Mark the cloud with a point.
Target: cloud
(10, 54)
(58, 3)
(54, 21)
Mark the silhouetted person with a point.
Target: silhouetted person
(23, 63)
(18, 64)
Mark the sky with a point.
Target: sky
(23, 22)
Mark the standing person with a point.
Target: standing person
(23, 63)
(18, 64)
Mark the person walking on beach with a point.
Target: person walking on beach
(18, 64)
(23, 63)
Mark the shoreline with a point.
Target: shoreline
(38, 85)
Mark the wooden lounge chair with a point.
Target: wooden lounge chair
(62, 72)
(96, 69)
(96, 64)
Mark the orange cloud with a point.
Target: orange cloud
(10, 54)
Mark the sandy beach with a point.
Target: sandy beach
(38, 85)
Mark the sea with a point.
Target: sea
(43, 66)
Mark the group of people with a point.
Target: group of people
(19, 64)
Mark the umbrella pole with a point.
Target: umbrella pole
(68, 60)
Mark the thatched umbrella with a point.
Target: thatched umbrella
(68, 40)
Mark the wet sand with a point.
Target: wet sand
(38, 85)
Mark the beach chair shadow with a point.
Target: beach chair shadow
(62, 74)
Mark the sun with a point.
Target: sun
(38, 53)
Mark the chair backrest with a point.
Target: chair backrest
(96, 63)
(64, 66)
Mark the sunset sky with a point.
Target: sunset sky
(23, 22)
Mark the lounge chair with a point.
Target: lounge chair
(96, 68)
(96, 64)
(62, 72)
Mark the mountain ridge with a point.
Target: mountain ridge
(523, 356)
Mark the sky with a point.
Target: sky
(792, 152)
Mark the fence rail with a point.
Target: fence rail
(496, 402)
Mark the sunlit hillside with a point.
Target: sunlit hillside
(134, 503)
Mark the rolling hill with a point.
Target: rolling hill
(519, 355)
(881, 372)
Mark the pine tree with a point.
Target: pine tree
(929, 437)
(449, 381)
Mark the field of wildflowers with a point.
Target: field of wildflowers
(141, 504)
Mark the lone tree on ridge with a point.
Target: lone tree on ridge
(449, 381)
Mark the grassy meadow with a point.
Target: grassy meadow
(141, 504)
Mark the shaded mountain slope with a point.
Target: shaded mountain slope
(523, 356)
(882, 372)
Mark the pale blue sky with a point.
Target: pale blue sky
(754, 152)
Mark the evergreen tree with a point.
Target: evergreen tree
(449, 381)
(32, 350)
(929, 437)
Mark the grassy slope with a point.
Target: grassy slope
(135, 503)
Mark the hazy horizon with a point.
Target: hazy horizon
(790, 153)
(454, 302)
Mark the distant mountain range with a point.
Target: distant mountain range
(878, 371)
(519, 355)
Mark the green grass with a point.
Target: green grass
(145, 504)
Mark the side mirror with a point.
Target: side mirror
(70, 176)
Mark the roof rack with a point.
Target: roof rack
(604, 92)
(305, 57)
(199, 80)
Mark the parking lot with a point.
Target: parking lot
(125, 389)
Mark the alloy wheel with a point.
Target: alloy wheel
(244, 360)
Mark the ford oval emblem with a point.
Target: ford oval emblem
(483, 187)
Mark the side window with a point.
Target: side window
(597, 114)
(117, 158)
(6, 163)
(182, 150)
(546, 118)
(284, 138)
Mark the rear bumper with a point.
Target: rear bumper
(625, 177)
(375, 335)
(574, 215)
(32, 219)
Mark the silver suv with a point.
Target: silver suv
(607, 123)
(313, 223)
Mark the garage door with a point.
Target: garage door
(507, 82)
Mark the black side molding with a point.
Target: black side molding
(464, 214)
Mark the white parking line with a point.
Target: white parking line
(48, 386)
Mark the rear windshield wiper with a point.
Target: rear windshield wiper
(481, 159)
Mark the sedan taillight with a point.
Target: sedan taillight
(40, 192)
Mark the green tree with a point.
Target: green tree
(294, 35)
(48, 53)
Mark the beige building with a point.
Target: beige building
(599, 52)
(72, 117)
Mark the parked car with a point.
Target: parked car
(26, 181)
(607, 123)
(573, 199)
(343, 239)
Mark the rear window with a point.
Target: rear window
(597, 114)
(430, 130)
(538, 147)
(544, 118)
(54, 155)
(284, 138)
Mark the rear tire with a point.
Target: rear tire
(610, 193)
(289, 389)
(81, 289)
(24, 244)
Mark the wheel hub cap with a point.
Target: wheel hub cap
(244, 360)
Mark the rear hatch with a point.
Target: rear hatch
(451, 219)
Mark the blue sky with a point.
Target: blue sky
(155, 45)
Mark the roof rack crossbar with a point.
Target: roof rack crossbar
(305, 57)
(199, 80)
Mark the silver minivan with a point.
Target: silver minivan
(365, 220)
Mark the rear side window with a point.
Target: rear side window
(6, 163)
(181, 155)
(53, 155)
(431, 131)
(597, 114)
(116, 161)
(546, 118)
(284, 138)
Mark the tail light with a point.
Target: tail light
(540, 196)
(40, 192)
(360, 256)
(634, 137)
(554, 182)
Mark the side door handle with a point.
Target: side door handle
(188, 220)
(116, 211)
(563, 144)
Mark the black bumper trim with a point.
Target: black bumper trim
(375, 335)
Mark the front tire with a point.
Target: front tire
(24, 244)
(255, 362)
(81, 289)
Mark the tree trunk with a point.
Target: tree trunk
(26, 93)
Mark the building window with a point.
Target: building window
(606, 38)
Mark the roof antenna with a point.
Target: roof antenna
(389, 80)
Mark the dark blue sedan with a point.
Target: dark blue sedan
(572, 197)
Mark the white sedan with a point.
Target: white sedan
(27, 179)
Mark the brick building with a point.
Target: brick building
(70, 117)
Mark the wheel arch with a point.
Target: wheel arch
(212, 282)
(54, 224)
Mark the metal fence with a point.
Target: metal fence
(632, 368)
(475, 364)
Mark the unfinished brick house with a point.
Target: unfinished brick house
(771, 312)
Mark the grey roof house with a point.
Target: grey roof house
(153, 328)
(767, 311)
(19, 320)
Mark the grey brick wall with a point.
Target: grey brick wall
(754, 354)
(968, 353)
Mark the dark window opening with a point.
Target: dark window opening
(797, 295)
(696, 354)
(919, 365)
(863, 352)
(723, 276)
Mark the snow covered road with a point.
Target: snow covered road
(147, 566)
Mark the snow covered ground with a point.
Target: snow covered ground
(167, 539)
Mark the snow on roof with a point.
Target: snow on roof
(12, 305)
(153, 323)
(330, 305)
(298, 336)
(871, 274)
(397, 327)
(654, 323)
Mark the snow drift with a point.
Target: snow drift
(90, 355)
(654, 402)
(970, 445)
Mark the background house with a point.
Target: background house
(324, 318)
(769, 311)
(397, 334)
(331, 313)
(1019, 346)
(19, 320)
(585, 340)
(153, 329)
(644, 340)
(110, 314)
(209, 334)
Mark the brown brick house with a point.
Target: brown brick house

::::

■ **PROBLEM DESCRIPTION**
Tell how many lines above contain the word "brown". Nothing but the number is needed.

■ **WRITTEN ANSWER**
2